EXERCISE
Put the lines of the entries below into a numbered list, from the first line of the entries through the line that contains "[[[96,335],[92,333],[86,336],[86,344],[93,344],[96,341]]]", both ends included. Leave out blank lines and go no further.

----

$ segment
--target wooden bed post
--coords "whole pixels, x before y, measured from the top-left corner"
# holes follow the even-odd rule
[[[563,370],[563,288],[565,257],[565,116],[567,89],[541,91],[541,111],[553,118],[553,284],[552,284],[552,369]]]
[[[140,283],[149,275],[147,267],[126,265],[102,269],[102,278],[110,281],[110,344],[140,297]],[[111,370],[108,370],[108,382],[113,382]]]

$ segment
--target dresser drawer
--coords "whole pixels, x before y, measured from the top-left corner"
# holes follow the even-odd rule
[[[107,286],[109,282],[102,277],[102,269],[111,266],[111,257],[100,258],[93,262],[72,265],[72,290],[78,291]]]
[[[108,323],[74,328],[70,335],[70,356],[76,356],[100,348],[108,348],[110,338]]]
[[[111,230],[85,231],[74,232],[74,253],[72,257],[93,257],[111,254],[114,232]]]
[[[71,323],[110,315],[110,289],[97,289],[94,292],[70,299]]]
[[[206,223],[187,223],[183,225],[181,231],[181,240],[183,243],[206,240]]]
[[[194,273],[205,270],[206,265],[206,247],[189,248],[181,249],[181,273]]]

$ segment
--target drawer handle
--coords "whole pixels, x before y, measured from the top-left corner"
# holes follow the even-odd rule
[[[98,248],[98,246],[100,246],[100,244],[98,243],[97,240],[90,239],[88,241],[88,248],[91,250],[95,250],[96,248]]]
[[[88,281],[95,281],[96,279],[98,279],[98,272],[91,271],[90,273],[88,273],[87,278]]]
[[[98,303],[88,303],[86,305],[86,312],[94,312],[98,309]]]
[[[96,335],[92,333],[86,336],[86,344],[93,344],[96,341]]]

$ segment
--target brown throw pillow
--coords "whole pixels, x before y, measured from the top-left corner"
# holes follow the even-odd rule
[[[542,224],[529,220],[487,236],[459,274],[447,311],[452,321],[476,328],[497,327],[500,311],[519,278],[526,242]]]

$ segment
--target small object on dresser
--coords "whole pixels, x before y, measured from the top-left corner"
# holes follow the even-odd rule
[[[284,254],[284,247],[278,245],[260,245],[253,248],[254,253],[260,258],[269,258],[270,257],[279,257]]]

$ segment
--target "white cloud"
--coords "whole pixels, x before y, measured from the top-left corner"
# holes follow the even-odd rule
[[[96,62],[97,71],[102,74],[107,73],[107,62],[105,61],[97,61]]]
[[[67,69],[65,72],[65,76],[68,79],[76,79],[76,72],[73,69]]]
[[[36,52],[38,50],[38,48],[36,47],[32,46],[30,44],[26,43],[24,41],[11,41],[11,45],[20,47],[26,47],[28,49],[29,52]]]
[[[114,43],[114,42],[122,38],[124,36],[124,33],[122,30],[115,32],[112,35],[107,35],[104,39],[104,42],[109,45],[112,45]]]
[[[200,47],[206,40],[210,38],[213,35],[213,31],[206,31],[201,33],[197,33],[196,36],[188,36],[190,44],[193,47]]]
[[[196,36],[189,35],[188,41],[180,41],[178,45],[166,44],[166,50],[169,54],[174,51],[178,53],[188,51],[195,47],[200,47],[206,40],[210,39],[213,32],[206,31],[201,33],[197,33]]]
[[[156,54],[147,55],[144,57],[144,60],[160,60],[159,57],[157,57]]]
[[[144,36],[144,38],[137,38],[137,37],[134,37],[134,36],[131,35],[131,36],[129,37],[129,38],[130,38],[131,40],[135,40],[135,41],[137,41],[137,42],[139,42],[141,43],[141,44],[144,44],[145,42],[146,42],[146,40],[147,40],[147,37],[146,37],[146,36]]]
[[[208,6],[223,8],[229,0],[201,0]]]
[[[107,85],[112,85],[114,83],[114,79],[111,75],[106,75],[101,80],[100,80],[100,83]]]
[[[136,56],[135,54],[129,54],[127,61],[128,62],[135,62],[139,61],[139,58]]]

----

THE RESULT
1. $ segment
2. --target wooden bed post
3. --coords "whole pixels, x before y, measured from the top-left corner"
4. # holes follow the even-odd rule
5. [[[563,370],[563,288],[565,257],[565,116],[567,89],[541,91],[541,111],[553,118],[553,284],[552,284],[552,369]]]
6. [[[140,283],[149,275],[147,267],[126,265],[102,269],[102,278],[110,281],[110,344],[140,297]],[[111,370],[108,370],[108,382],[113,382]]]
7. $ segment
8. --target dresser drawer
9. --coords "whole pixels, x before y, measured from the top-left corner"
10. # holes follow the even-odd rule
11. [[[107,286],[109,282],[102,277],[102,269],[111,266],[111,257],[100,258],[93,262],[72,265],[72,290],[78,291]]]
12. [[[108,323],[74,328],[70,335],[70,356],[76,356],[100,348],[108,348],[110,338]]]
13. [[[111,230],[85,231],[74,232],[74,253],[72,257],[93,257],[111,254],[114,232]]]
14. [[[71,323],[110,315],[110,289],[97,289],[94,292],[70,299]]]
15. [[[206,223],[187,223],[183,225],[181,231],[181,240],[183,243],[206,240]]]
16. [[[194,273],[205,270],[206,265],[206,247],[189,248],[181,249],[181,273]]]
17. $ segment
18. --target drawer handle
19. --coords "whole pixels, x before y, measured from the top-left corner"
20. # holes follow the even-odd rule
21. [[[98,248],[98,246],[100,246],[100,244],[98,243],[97,240],[90,239],[88,241],[88,248],[91,250],[95,250],[96,248]]]
22. [[[88,281],[95,281],[96,279],[98,279],[98,272],[91,271],[90,273],[88,273],[87,278]]]
23. [[[98,303],[88,303],[86,305],[86,312],[94,312],[98,309]]]
24. [[[96,335],[92,333],[86,336],[86,344],[93,344],[96,341]]]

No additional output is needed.